— Start Source extract —
8 things you can do to improve your LinkedIn etiquette

A Linkedin temporary tattoo decorates the forehead of Baptiste Vauthey at the 2010 Bay to Breakers race in San Francisco. Vauthey's father works for the company.

I have been using LinkedIn for many years now and have also been through an intensive LinkedIn certification Programme. Based on my years of experience and my learnings from the certification Programme and LinkedIn specialists, I have provided some tips on what you should and shouldn’t do on LinkedIn. The list is not finite however it contains some of the main considerations.

1. Read and absorb articles before reacting

No ad to show here.

Before liking and sharing your connections’ updates or articles published on LinkedIn Pulse, make a point of READING the article first. Provide a comment that aligns with the content of the article (Do not use the “nice article” comment) and then share the article with your connections (only if it is worth sharing and will add value to your network). Also remember to Like the article. The more Likes an article gets, the more it is exposed to other LinkedIn connections.

2. Do not lie to your connections

LinkedIn sends notifications when someone you are following publishes a new post. Do not use the standard LinkedIn generated message which simply states “Great Post”. There is no value in sending this message to someone because it implies that you have not read the article and are basically lying. I am certain that if you have taken the time and trouble to write and publish an article, you would expect constructive feedback. The recipient will be pleased that you gave their content the attention is deserves.
— End Source extract —
— Start Records for this task —
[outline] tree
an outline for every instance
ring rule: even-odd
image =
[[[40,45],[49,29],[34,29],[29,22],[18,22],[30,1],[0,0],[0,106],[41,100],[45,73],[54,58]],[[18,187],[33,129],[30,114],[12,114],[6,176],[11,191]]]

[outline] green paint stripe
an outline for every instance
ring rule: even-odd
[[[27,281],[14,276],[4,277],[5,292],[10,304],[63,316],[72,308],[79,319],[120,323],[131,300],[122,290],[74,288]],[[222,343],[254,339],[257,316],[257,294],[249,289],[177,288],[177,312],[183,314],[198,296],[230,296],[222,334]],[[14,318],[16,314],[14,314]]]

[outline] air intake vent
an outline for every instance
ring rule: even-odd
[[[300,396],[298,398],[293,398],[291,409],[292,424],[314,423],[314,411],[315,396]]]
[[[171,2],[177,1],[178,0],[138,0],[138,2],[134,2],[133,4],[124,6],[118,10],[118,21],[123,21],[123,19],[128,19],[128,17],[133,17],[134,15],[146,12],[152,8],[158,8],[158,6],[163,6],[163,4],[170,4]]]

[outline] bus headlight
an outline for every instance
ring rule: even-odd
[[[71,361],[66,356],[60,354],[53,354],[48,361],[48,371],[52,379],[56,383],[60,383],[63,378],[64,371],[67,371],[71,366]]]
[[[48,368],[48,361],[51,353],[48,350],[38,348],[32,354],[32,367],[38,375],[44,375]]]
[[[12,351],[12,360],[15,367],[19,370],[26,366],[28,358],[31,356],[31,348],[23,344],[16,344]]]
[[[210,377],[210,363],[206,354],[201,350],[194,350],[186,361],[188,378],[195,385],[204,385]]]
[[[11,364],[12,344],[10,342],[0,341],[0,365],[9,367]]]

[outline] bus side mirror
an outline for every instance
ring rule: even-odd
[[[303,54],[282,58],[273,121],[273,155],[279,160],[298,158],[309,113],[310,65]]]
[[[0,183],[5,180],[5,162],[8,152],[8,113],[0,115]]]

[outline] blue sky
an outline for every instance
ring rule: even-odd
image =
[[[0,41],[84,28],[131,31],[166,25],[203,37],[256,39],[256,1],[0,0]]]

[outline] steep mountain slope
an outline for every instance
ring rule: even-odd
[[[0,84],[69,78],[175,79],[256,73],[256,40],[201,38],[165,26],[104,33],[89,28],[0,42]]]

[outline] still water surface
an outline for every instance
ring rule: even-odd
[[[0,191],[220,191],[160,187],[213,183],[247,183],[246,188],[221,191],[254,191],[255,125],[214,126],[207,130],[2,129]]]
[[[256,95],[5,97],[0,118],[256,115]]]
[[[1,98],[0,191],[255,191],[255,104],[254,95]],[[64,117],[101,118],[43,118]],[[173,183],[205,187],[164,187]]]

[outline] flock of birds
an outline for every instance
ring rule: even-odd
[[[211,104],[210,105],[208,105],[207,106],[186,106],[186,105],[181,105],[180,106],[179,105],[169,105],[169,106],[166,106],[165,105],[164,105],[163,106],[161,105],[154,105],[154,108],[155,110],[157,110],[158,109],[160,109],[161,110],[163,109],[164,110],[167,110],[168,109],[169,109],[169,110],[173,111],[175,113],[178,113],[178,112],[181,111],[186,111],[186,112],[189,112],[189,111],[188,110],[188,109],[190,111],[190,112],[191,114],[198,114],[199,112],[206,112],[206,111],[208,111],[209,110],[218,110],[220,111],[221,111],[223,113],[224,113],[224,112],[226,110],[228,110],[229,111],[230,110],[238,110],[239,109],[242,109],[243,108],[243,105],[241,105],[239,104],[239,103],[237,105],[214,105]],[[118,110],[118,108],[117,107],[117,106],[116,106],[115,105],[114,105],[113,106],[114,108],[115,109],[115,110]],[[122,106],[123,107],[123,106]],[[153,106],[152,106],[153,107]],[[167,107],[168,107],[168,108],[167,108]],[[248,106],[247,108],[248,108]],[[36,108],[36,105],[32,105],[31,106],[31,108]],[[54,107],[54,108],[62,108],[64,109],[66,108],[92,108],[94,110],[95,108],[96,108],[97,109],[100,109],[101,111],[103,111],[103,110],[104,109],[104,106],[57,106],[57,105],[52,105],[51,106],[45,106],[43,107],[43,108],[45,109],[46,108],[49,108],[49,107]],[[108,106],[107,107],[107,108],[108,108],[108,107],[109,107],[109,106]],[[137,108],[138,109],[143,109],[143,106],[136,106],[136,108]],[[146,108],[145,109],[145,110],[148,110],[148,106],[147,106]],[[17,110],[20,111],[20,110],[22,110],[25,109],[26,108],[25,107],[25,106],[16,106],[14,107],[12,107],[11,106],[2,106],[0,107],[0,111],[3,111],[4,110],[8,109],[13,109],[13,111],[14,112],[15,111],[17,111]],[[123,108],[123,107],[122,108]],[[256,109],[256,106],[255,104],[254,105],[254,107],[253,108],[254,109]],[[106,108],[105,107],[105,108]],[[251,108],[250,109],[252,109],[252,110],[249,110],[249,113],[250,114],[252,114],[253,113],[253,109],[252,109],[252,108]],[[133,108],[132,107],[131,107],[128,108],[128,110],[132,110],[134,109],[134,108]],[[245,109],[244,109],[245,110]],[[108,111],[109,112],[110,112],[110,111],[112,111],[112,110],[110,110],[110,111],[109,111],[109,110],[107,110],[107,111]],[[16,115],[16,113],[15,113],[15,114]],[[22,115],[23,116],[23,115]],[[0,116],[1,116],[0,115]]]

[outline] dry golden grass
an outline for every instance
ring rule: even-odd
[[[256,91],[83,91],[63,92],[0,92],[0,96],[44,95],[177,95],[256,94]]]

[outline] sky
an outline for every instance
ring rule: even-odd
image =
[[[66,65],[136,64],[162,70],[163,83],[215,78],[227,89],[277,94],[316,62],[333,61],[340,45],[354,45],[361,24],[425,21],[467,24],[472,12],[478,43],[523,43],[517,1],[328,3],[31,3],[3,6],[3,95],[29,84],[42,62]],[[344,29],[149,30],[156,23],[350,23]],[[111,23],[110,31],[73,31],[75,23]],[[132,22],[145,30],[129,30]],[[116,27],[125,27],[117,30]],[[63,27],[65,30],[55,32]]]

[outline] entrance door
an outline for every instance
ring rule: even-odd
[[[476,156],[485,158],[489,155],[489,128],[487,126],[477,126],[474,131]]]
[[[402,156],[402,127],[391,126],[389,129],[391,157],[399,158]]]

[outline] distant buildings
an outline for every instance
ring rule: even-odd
— End Records for this task —
- **Problems to solve**:
1) Which actions does the LinkedIn etiquette piece tell the reader to take under the heading "Read and absorb articles before reacting"? List them all.
2) Write out the mask labeling listing as a numbered list, from its first line through the line containing "[[[0,183],[5,180],[5,162],[8,152],[8,113],[0,115]]]", both included, with blank lines omitted.

- **Task-by-task solutions**:
1)
1. Read the article before liking or sharing it.
2. Provide a comment that aligns with the content of the article.
3. Share the article with your connections, but only if it is worth sharing and will add value to your network.
4. Like the article.

2)
1. [outline] tree
2. an outline for every instance
3. ring rule: even-odd
4. image =
5. [[[40,45],[49,29],[34,29],[29,22],[18,22],[30,1],[0,0],[0,106],[41,100],[45,73],[54,58]],[[18,187],[33,129],[30,114],[12,114],[6,176],[11,191]]]
6. [outline] green paint stripe
7. an outline for every instance
8. ring rule: even-odd
9. [[[27,281],[14,276],[4,277],[5,292],[10,304],[63,316],[72,308],[79,319],[120,323],[131,300],[122,290],[74,288]],[[222,343],[254,339],[257,316],[257,294],[249,289],[177,288],[177,312],[183,314],[198,296],[230,296],[222,334]],[[14,318],[16,314],[14,314]]]
10. [outline] air intake vent
11. an outline for every instance
12. ring rule: even-odd
13. [[[300,396],[298,398],[293,398],[291,409],[292,424],[314,423],[314,411],[315,396]]]
14. [[[171,2],[177,1],[178,0],[138,0],[138,2],[134,2],[133,4],[124,6],[118,10],[118,21],[123,21],[123,19],[128,19],[128,17],[133,17],[134,15],[146,12],[152,8],[158,8],[158,6],[163,6],[163,4],[170,4]]]
15. [outline] bus headlight
16. an outline for every instance
17. ring rule: even-odd
18. [[[71,361],[66,356],[60,354],[53,354],[48,361],[48,371],[52,379],[56,383],[60,383],[63,378],[64,371],[67,371],[71,366]]]
19. [[[48,368],[48,361],[51,353],[48,350],[38,348],[32,354],[32,367],[38,375],[44,375]]]
20. [[[12,351],[12,360],[15,367],[19,370],[26,366],[28,358],[31,356],[31,348],[23,344],[16,344]]]
21. [[[210,377],[210,363],[206,354],[201,350],[194,350],[186,361],[188,378],[195,385],[204,385]]]
22. [[[11,364],[12,344],[10,342],[0,341],[0,365],[9,367]]]
23. [outline] bus side mirror
24. an outline for every instance
25. ring rule: even-odd
26. [[[303,54],[282,58],[273,121],[273,155],[279,160],[298,158],[309,113],[310,65]]]
27. [[[0,183],[5,180],[5,162],[8,152],[8,113],[0,115]]]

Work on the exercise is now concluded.